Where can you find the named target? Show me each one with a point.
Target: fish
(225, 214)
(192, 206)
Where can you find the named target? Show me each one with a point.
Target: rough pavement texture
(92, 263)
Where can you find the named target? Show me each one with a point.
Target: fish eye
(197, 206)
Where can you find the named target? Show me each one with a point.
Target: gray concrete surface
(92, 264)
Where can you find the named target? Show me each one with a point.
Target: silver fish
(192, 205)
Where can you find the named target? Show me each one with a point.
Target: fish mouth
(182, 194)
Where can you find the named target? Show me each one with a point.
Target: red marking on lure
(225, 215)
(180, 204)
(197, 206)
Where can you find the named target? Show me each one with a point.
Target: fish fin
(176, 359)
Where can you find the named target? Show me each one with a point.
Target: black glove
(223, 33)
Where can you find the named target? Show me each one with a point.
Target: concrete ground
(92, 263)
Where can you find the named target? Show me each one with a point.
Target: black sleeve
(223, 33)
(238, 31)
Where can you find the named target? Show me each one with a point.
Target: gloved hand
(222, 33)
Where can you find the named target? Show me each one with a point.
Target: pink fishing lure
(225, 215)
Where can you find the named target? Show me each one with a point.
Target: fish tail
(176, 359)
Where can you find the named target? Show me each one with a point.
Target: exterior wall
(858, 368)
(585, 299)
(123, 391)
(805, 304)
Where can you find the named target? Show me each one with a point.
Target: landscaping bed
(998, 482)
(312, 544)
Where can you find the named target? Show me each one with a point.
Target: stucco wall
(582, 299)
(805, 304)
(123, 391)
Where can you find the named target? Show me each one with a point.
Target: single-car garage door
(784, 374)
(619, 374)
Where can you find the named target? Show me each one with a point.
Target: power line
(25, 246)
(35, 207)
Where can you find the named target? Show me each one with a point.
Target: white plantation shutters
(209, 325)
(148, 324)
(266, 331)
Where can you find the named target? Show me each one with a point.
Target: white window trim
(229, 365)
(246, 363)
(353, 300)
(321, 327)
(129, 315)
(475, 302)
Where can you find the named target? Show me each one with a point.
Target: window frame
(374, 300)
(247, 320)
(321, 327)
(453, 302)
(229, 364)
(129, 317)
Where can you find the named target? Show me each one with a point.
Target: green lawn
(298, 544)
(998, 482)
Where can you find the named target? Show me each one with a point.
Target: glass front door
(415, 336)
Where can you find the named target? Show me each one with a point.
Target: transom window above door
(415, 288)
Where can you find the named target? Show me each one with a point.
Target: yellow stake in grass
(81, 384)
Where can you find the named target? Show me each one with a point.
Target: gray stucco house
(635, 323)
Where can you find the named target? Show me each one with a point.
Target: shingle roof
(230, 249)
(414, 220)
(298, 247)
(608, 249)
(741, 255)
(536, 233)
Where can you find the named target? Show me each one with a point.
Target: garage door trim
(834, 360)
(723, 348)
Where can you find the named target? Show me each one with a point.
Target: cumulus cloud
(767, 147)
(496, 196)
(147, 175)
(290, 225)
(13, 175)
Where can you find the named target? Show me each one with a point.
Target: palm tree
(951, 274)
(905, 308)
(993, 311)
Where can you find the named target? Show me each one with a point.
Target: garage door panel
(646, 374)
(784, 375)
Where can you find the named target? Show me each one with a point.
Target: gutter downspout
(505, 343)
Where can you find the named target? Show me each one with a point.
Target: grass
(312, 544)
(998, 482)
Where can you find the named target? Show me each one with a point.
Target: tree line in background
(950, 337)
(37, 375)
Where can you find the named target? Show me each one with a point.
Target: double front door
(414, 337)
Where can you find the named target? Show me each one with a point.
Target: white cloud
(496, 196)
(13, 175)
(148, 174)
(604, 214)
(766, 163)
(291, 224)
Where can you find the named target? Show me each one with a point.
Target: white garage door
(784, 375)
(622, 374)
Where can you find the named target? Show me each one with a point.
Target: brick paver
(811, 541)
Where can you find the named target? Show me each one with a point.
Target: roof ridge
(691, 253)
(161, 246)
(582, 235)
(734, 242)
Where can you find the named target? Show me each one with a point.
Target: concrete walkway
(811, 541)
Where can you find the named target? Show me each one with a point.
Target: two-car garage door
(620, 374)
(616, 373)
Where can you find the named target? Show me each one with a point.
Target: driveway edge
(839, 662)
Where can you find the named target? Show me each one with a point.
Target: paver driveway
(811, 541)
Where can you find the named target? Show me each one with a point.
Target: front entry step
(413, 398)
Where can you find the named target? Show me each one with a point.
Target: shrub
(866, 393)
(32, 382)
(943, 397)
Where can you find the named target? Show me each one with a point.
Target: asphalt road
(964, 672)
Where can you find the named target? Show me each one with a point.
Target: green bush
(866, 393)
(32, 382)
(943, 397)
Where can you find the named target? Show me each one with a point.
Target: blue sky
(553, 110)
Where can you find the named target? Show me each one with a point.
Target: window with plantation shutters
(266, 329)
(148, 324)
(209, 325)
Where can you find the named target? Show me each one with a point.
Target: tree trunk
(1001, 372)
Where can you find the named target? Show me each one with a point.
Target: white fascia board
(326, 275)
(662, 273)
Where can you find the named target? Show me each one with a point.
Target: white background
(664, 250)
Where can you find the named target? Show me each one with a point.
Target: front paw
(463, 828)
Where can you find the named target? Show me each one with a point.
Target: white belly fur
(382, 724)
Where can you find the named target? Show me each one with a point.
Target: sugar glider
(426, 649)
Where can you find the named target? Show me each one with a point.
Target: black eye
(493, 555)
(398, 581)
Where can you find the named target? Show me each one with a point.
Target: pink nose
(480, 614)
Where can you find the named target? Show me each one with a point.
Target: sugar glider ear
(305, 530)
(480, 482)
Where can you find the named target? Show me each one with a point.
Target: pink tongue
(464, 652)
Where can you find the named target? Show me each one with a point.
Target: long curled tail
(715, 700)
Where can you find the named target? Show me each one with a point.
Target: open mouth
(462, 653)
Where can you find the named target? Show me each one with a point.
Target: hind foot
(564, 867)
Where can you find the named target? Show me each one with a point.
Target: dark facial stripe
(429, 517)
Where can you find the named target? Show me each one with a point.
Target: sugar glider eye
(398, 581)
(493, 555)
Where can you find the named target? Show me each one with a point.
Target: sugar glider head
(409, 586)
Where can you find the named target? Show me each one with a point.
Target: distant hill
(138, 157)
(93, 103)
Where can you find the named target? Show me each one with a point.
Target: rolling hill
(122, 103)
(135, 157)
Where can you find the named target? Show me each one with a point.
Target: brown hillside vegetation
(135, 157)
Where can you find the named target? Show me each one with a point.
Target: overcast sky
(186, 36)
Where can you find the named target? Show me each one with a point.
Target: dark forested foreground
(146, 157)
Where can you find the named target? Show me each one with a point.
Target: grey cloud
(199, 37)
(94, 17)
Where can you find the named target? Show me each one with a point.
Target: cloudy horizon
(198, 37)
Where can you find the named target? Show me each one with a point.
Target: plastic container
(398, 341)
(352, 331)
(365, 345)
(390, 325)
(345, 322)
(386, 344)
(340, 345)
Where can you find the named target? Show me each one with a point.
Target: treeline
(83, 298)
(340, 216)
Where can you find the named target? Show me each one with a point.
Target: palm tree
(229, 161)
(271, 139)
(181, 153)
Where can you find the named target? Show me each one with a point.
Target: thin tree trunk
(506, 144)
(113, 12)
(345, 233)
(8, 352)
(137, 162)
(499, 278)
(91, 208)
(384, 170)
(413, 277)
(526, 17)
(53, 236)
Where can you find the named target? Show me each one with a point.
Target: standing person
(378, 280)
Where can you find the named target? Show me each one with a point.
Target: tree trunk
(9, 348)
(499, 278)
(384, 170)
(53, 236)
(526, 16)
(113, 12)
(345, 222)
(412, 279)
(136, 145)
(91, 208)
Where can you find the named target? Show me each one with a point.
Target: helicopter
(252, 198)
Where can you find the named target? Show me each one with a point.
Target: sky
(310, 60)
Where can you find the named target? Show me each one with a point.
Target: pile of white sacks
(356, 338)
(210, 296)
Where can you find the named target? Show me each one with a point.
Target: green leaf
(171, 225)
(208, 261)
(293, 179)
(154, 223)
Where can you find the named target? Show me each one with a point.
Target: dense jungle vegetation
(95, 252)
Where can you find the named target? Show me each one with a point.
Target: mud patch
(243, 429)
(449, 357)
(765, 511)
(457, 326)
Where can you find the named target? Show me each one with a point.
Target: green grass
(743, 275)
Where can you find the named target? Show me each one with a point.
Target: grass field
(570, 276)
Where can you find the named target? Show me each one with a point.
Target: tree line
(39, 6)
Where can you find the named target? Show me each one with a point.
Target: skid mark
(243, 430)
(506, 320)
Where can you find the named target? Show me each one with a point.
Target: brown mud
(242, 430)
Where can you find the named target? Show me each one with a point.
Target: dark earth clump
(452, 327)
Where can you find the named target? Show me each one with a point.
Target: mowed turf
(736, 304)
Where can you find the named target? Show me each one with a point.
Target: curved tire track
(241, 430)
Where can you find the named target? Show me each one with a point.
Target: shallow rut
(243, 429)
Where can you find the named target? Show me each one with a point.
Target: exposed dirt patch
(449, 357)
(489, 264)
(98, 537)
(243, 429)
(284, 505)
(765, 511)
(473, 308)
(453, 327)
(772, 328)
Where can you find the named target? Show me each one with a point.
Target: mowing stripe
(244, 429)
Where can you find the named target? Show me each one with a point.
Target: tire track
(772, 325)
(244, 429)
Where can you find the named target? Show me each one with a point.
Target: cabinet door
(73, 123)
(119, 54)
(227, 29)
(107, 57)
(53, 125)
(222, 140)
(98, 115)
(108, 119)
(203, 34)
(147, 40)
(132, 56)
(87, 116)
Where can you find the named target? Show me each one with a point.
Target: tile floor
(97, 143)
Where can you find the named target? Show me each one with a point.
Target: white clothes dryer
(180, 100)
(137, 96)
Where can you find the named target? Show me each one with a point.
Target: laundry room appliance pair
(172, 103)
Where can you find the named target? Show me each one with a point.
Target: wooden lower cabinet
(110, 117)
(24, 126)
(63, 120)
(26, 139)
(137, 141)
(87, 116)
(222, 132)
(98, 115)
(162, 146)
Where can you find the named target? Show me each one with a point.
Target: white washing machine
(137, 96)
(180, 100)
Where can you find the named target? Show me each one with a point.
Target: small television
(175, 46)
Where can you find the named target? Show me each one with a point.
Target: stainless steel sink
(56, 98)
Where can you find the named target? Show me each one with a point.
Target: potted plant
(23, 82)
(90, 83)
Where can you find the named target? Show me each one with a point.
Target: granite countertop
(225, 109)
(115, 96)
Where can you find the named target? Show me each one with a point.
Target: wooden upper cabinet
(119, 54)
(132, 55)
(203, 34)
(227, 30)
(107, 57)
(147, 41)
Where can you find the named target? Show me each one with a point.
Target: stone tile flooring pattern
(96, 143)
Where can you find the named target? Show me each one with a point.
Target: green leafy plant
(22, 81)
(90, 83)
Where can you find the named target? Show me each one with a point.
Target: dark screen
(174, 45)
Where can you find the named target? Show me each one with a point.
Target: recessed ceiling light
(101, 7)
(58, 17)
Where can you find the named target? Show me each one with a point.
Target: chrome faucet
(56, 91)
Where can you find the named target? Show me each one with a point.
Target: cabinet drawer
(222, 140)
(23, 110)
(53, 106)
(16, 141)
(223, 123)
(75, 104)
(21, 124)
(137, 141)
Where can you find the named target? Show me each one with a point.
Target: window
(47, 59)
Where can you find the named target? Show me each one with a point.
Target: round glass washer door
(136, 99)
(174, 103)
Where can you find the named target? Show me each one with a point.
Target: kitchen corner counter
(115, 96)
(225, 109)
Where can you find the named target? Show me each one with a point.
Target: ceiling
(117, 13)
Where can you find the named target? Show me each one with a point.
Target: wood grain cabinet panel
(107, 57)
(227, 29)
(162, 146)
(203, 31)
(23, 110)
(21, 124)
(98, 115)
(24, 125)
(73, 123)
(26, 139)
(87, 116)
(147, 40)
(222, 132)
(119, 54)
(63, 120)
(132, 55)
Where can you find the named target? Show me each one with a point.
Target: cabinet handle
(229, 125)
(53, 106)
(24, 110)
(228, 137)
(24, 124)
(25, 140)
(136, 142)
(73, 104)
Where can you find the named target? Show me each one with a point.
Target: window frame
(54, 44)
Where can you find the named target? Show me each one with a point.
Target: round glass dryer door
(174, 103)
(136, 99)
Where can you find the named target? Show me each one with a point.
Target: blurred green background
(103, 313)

--*--

> _Problem to work on_: With the line that contains "Target: wood grain cabinet panel" as the starting point, output each line exactly through the end of the listing above.

> _Response area_:
Target: wood grain cabinet panel
(107, 57)
(227, 29)
(162, 146)
(203, 31)
(23, 110)
(21, 124)
(98, 115)
(24, 125)
(73, 123)
(26, 139)
(87, 116)
(147, 40)
(222, 132)
(119, 54)
(63, 120)
(132, 55)
Where can you find the named target? Show me each one with a point.
Target: cabinet handle
(229, 125)
(53, 106)
(24, 110)
(228, 137)
(24, 124)
(25, 140)
(136, 142)
(73, 104)
Where can you find the named target? Show me each one with a point.
Target: window frame
(54, 44)
Where can you find the named target? Show me each one with a point.
Target: round glass dryer door
(174, 103)
(136, 99)
Where can you find the named target? Show me each one with a point.
Target: blurred green background
(103, 313)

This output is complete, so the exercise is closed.